*Task prompt:* Copy out all the entries exactly.

======== Material for this exercise ========

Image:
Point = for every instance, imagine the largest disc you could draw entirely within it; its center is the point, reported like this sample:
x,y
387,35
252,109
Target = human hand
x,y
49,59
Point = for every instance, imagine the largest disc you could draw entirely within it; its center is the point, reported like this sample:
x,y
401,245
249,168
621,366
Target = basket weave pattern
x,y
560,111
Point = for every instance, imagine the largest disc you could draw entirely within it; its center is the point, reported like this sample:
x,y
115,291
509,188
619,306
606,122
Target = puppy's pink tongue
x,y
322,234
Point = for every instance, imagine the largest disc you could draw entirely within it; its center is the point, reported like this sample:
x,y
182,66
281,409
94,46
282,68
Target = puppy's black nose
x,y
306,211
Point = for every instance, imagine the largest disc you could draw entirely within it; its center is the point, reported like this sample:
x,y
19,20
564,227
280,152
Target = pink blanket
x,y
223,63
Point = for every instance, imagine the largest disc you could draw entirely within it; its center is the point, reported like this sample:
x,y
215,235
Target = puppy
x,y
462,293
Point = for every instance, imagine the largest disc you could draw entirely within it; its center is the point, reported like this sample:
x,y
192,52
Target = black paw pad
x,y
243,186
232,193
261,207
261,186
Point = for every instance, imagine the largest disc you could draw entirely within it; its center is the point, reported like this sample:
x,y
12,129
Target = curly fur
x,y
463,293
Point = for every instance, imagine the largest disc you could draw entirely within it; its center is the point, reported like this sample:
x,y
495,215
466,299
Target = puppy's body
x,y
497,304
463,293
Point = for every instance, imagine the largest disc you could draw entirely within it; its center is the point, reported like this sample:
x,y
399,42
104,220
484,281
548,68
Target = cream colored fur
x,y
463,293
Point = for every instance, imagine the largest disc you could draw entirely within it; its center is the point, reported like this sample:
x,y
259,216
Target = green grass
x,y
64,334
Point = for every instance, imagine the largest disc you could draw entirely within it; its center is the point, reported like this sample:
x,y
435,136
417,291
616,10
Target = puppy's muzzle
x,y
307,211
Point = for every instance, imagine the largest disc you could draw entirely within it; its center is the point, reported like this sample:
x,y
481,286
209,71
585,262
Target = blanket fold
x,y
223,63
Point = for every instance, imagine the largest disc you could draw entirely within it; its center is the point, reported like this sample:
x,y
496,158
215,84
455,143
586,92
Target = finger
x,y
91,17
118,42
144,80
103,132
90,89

========

*Exercise result:*
Image:
Point = for every instance, imagine the largest disc you could draw entirely within it; its center is the point, reported like this sample:
x,y
387,35
252,109
Target = human hand
x,y
49,59
Point = for every instance, imagine the largest disc you could draw entirely within it; its center is the point, reported like this sample:
x,y
401,245
249,168
621,366
Target = basket weave pattern
x,y
560,111
Point = for every instance, imagine the largest disc you could draw entirely within it; its center is the point, reported like this sample:
x,y
115,291
509,188
619,306
606,122
Target = puppy's pink tongue
x,y
322,234
Point = for every instance, imagine the largest disc you could draw entirely within it; its center is the point, reported like this sample:
x,y
182,66
281,409
94,46
282,68
Target = puppy's black nose
x,y
306,211
Point = for every instance, imagine the largest disc you could draw entirely within it; its center is the point, reported like this sample:
x,y
19,20
564,227
280,152
Target = pink blanket
x,y
223,63
Point = for every instance, imagine the largest disc you could draw entirely within it; its center is the point, reported like this sample:
x,y
215,235
Target = puppy
x,y
462,293
Point = for every instance, imagine the largest disc you could draw entirely within it; its center is the point, reported like this sample:
x,y
192,52
Target = black paw pad
x,y
243,186
232,193
261,207
261,186
Point = for every instance, imagine the largest disc you could draw entirely within it; its center is the point, reported like this sample:
x,y
12,129
Target = curly fur
x,y
463,293
Point = for every instance, imagine the largest disc you could draw entirely within it; its center is the point, reported like this sample:
x,y
495,215
466,299
Target = puppy's body
x,y
497,304
463,293
Point = for every instance, imagine the largest disc you could draw entirely within it; its center is the point, reported like this sample:
x,y
399,42
104,220
484,281
548,68
Target = cream colored fur
x,y
463,293
Point = for every instance, imagine the largest disc you could draw entirely within it; its center is the point, reported like this sample:
x,y
259,216
Target = green grass
x,y
64,334
Point = for every instance, imagine the largest disc you could draw entirely within it; its center is the point, reported like this sample:
x,y
435,136
417,291
616,10
Target = puppy's muzzle
x,y
307,211
Point = for every instance, imagine the largest disc you could draw entirely within it; its center is the point, reported like this sample:
x,y
481,286
209,71
585,262
Target = blanket fold
x,y
223,63
Point = for every instance, imagine the largest disc you could draw entirely within it; its center is the point, reported like this sample:
x,y
496,158
215,84
455,143
586,92
Target = finger
x,y
91,17
118,42
144,80
103,132
90,89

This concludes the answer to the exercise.